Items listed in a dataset

----------

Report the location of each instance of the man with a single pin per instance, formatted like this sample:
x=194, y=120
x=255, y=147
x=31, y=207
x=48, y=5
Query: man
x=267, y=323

----------

- _Exercise aim_
Write the data out again in full and exactly.

- _Solution to this problem_
Report the location of each instance of the man with a single pin per instance, formatted like this sample:
x=194, y=120
x=255, y=147
x=31, y=207
x=48, y=5
Query: man
x=267, y=323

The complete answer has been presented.